What is needed is an exact copy of the entries below, from the line that contains "Where can the white football" through the final line, both included, and nothing else.

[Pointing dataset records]
__________

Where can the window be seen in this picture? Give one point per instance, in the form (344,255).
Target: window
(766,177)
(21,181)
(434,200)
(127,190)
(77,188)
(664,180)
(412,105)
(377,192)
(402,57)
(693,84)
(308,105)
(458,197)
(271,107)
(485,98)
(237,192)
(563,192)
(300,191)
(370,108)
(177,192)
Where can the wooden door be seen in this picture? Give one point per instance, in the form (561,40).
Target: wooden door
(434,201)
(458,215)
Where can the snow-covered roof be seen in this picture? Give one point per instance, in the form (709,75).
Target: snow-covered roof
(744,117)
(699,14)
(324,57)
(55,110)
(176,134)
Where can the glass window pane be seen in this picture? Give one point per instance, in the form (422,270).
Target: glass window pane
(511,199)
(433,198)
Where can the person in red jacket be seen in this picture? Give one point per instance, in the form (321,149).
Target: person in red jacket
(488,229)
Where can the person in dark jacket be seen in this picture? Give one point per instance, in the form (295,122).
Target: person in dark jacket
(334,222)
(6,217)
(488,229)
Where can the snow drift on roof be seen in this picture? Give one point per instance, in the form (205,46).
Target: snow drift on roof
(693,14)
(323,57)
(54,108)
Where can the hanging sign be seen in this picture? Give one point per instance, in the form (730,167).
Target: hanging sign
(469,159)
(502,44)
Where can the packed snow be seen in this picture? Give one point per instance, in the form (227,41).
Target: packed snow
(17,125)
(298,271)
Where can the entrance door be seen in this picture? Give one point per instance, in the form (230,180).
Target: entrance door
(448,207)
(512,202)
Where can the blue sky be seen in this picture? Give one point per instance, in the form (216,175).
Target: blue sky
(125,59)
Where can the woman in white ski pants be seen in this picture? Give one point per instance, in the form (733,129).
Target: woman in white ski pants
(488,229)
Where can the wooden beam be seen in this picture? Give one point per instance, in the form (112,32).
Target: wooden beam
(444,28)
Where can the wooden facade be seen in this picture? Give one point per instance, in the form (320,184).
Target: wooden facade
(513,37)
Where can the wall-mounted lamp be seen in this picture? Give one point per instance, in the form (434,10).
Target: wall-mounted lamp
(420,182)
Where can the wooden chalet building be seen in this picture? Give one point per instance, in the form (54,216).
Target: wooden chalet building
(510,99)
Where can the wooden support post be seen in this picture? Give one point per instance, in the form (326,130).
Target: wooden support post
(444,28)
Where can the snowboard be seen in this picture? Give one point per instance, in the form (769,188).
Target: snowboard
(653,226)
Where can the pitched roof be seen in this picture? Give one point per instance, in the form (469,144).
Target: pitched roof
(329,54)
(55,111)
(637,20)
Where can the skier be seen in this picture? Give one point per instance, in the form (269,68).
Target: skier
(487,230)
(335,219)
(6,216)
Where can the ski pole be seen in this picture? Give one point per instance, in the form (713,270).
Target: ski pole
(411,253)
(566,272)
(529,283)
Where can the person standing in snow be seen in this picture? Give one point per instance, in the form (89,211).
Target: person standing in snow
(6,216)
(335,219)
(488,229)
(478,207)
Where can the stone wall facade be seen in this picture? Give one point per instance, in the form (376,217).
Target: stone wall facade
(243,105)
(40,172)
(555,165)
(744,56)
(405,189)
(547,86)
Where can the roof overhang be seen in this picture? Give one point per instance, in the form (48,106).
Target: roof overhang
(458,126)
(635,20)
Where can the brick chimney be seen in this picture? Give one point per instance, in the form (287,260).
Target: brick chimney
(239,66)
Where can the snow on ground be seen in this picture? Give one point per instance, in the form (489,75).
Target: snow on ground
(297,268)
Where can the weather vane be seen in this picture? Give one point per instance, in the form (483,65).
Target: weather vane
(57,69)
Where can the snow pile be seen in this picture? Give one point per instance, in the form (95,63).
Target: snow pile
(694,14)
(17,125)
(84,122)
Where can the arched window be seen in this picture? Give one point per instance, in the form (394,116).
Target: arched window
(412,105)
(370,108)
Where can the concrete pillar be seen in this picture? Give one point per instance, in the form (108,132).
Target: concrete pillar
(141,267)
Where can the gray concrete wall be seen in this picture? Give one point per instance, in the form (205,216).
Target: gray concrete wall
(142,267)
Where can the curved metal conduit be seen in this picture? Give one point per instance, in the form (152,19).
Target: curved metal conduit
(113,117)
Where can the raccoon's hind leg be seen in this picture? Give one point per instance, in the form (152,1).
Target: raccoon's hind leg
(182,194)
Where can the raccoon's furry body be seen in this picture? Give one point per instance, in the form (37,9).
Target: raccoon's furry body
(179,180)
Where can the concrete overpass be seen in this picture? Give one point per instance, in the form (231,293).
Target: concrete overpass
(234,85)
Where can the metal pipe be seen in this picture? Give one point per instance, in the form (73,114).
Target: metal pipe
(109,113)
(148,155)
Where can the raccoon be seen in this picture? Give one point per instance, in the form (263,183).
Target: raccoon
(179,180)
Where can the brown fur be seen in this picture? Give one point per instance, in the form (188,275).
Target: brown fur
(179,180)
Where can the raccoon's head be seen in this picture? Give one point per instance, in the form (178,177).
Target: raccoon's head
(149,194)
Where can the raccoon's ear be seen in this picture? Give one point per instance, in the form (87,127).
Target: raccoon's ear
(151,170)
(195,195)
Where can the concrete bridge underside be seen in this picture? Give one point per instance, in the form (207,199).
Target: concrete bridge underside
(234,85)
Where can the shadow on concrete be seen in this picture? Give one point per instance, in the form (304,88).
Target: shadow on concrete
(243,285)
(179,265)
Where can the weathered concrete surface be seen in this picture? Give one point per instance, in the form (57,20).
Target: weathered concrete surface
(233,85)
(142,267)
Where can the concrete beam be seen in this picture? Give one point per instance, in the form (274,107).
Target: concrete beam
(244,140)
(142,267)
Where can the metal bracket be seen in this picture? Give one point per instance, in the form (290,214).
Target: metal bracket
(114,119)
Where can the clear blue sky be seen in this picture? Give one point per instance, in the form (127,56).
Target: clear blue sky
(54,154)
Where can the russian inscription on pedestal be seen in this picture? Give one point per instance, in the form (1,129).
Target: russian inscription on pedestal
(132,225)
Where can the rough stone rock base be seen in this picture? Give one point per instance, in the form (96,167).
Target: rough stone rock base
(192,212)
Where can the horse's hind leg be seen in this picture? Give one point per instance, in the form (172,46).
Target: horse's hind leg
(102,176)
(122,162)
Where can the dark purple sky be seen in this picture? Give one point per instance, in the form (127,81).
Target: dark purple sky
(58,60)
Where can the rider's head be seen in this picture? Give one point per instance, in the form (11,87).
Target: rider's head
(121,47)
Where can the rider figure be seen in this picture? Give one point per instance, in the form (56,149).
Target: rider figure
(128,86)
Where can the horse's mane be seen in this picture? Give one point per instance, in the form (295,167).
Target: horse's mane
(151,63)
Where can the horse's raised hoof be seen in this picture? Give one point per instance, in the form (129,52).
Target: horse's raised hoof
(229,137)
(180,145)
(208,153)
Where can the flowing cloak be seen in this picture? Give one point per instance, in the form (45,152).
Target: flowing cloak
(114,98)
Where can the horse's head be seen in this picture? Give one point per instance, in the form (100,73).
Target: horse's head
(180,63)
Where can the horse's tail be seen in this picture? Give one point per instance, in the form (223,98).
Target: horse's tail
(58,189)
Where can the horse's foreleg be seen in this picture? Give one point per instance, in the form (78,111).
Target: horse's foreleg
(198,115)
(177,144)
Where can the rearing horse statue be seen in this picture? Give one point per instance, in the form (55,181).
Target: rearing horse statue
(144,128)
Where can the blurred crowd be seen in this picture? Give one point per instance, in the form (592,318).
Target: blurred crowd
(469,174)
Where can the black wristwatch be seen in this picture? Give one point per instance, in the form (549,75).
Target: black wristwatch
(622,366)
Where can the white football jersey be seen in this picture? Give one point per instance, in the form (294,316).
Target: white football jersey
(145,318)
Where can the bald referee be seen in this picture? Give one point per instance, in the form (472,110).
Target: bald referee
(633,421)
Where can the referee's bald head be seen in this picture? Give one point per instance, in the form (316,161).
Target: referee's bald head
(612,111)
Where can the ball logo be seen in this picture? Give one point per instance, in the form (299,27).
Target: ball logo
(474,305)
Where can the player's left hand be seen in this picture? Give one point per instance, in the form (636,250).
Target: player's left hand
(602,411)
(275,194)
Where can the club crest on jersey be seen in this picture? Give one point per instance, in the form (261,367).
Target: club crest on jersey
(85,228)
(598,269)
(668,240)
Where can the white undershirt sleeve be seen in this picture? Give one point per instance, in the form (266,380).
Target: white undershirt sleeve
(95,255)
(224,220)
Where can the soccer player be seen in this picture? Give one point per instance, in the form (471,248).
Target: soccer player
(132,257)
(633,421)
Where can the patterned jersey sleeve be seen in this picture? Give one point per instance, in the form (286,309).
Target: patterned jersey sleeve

__________

- **WRITTEN RESPONSE**:
Where can the white football jersey be seen in this picture? Give one point per instance, in the form (294,316).
Target: white football jersey
(145,318)
Where can the bald referee be seen in this picture? Give one point per instance, in the form (472,110).
Target: bald referee
(633,421)
Where can the referee's bald head be seen in this picture? Give one point per instance, in the form (316,161).
Target: referee's bald head
(612,111)
Where can the ball logo be seen in this picture? Give one point per instance, in the form (299,27).
Target: ball logo
(474,305)
Where can the player's left hand be seen in this picture? Give one point per instance, in the form (636,250).
Target: player's left hand
(602,411)
(275,194)
Where can the club crest on jersey be seen in this picture? Give one point per instance, in the form (261,367).
Target: club crest on jersey
(85,228)
(598,269)
(668,240)
Where can the white undershirt sleeve be seen in this picture? Give one point per instance, in the form (266,380).
Target: white undershirt sleeve
(95,255)
(224,220)
Where can the soccer player be seen in this picture? Give one point per instance, in the form (471,248).
Target: soccer player
(132,257)
(633,421)
Where can the patterned jersey sleeve be seen in this picture? Give one point per instance, in the form (286,309).
Target: patterned jersey sleeve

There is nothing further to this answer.